━━━━━ Excerpt to read ━━━━━
Careful who you drink with. Especially when you have a pen and a clean napkin in front of you.

Drinking might lead to thinking, then ideas, then plans, then projects and the next thing you know you have a fully blown programme-of-works on your hands. Common Room has been central to many such plotting sessions, and many projects have popped out the other end. Some short-lived fizzers, some long lasting and impactful.

Five years ago, a fire-side chat with some bright sparks ignited what became Fringe in the ‘Stings, the little fringe festival centred proudly in Hastings City and opening up its box of wonders again this year on October 9.

Most recently though, conversations started over a beer at Common Room have become Spaceship, currently getting ready for launch in Hastings CBD, one block from the bar on Karamu Road.

The name comes from a Marshall McLuhan quote Gerard and I have carted around with us since the 90s: “There are no passengers on Spaceship Earth, we are all crew.”

It’s the nucleus of a way of thinking where we get people involved in projects, often through stealth, with the underlying expectation that we all have a role to play in enriching our communities. Asking “What does the world need from me?” is a far more interesting inquiry than “What do I need from the world?” and leads to a tremendous bounty of spirit and energy, and then the happenings that fall out of it.

That idea, which started on a napkin, is to open a place that offers practising artists (with a healthy balance of established and emerging) a workspace in exchange for ‘hospo hours’. Two or three nights a week Spaceship will then open as a bar using those banked hours with artists serving the drinks, bussing the tables and doing all the adjunct tasks an operating bar needs to run.

It’s a hospo joint, but not as we know it. Artists’ works-in-progress will be on display. Artists will serve punters. Visual arts shows will take place. But so too will theatre shows and music as the space will morph into a live performance venue from time to time.

What happens in Spaceship will be diverse, dynamic and pretty different from other places in Hawke’s Bay, arguably in New Zealand.

This is not a hippy co-op. It’s a social enterprise that weaves commercial with community in a concrete and highly-visible way.

Thrusting an art stake directly into the heart of Hastings makes a statement about what’s important. Our end of the city is booming. Commercial, hospo and retail are growing. The Tribune complex is a bustling hive of construction. Toitoi is steaming ahead getting the Municipal Building reopened. Eastside Eat Street is being seeded with new cobbling and outside dining. Keeping the arts front and centre, and in people’s faces is vital to encouraging and supporting our city as a vibrant creative community.
━━━━━
Extend the piece about the Spaceship arts bar in Hastings, picking up right after its final sentence.
━━━━━ Data section ━━━━━
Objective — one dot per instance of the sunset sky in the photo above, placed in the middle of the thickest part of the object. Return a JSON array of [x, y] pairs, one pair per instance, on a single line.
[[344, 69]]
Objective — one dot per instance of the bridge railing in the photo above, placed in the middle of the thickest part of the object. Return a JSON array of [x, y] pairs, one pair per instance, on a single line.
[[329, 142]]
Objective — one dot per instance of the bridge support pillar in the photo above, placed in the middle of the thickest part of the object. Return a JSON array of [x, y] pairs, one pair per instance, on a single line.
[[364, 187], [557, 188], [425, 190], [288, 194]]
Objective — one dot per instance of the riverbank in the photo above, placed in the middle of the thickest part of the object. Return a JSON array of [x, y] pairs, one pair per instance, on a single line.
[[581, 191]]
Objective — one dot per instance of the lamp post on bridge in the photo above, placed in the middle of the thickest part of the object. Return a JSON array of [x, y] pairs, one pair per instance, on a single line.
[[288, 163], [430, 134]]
━━━━━
(Response to the exercise)
There are risks. Who in their right mind would leave a bar in the hands of artists?! On ordering a wine you may very well be asked if you would like it in oils or charcoal.

But by trying this idea out we will be creating a new kind of hospo experience, building new skillsets in artists and growing appreciation for the place arts has in our neighbourhoods. We’ll also be creating a place to play for touring artists, and a destination for arts fans and buyers. Rather than being a nice to have, the arts is a valuable and valid contributor to the economy, and it makes people happy. That’s what’s in it for you. You get all that because some crazy thinkers had a bright idea over a beer. Just think what ideas you might have enjoying a bevvy in the space they created as a result!

It feels like a dream when we think back to March and April and remember we stayed at home for weeks. It was a tough time for many, and for others it was a fairly pleasurable enforced staycation. In that time, we thought a lot about how we live and changes we could make. We promised ourselves we’d set New Age Resolutions for the impending New Normal. Then Level 2 was announced and the majority of us slid into same-old-same-old.

But there were massive lessons to learn from that time. Lessons about how we support each other, where we prioritise ‘kindness’ in our value systems, how we build the community we want to be part of, then sustain it once it’s up and running.

In Spaceship we hope to manifest many of those newly learnt lessons and use them to create a new kind of place to be. And of course, all of you are Spaceship crew too, you are all invited to be part of it.

Watch this Space; visit when it’s open; spread the word; support the arts by buying a beer; refuel your own creativity by talking with an artist about theirs; purchase a painting; come to a gig; pull up a chair, pick up a napkin and jot down an idea. You never know the trajectory it might set you off on.

Spaceship manager Sophie Watkins. Photo: Tom Allan.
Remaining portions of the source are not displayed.